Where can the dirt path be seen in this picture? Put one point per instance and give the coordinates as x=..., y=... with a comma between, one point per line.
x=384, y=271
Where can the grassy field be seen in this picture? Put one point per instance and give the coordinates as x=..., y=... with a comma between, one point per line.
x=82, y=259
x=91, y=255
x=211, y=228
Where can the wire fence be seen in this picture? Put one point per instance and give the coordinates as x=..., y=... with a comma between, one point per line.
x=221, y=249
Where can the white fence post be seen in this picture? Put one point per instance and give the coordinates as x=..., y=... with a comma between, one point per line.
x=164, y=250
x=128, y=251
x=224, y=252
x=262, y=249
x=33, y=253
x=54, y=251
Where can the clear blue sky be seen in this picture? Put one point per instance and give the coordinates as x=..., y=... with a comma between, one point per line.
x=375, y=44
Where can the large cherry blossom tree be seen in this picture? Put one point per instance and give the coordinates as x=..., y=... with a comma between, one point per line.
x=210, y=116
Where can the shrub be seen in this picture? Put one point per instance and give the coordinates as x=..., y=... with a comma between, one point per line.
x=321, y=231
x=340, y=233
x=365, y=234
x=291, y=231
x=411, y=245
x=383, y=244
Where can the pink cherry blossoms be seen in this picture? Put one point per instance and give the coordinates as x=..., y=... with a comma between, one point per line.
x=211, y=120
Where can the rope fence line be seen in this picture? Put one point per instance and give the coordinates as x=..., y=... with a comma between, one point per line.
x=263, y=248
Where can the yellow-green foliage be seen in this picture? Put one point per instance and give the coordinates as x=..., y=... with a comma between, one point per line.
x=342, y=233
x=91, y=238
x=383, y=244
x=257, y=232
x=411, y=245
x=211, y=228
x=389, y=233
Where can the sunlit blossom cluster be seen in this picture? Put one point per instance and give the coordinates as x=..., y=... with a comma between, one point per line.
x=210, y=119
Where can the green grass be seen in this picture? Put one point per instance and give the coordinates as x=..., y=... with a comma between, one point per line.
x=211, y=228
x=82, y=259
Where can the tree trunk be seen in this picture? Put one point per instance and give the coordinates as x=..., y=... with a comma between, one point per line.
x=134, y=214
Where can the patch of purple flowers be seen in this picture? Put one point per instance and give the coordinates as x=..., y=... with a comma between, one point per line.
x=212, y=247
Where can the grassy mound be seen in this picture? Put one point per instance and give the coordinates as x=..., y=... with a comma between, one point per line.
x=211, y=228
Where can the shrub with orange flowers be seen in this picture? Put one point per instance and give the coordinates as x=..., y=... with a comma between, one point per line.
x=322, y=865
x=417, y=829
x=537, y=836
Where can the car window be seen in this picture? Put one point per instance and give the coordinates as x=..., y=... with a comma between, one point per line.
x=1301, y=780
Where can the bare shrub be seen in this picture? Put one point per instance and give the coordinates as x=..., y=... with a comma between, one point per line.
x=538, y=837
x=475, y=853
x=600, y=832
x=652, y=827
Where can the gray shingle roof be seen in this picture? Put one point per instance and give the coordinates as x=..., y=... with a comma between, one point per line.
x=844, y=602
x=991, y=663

• **SHORT EXERCISE**
Copy the records again, starting at the line that has "Where can the white" and stopping after the line that has "x=263, y=248". Keep every line, but multiply each x and y coordinate by 0.65 and round to a whole number, with halves rounded up.

• **FULL ANSWER**
Where can the white fence post be seen in this picture? Put one point per instance and give the coordinates as x=..., y=... with a comma between, one point per line.
x=107, y=163
x=83, y=163
x=146, y=164
x=170, y=162
x=21, y=164
x=35, y=163
Where can the clear blue sky be seen in this picture? Put one point per instance and give the coordinates as x=..., y=... with a comma between, one point per line.
x=244, y=29
Where can the large cherry blossom tree be seen in this picture? Put one point per instance and give the coordinates as x=..., y=... with a comma between, one point per line.
x=137, y=75
Where can the shrub be seen in this picture? Put one point per instance and give the coordinates as x=..., y=... with a comma between, one point per line.
x=209, y=150
x=221, y=151
x=237, y=152
x=189, y=150
x=267, y=159
x=249, y=159
Where can the pink cherry blossoms be seen in this picture? Put one point per instance and give the coordinates as x=..., y=... with a comma between, one point per line.
x=137, y=78
Where can the rope fence line be seen in this picture? Put one point per instance and give the coordinates as x=..., y=... with a comma between, one point per line.
x=171, y=161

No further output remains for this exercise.